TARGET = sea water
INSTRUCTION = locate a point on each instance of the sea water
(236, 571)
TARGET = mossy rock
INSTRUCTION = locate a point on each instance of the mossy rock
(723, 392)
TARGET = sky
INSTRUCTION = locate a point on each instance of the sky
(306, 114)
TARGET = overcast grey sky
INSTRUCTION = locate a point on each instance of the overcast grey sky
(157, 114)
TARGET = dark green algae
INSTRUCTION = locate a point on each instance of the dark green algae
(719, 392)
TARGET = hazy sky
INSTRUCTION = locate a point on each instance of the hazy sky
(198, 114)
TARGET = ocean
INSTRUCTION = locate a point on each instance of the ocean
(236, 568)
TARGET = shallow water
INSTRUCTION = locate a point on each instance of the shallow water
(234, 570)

○ ○ ○ ○ ○ ○ ○

— Stated goal —
Copy all of the data above word for word, with no changes.

— Full response —
TARGET = sea water
INSTRUCTION = locate a point on each instance of the sea water
(236, 571)
TARGET = mossy rock
INSTRUCTION = locate a point on each instance of the mossy rock
(723, 392)
TARGET = sky
INSTRUCTION = locate a point on each instance of the sky
(306, 114)
TARGET = overcast grey sky
INSTRUCTION = locate a point on each instance of the overcast grey sky
(157, 114)
TARGET = dark green algae
INSTRUCTION = locate a point on each instance of the dark green algae
(719, 392)
TARGET = hazy sky
INSTRUCTION = locate a point on each instance of the hazy sky
(198, 114)
TARGET = ocean
INSTRUCTION = locate a point on each instance of the ocean
(236, 568)
TARGET = shallow water
INSTRUCTION = locate a point on each instance of the shallow water
(234, 570)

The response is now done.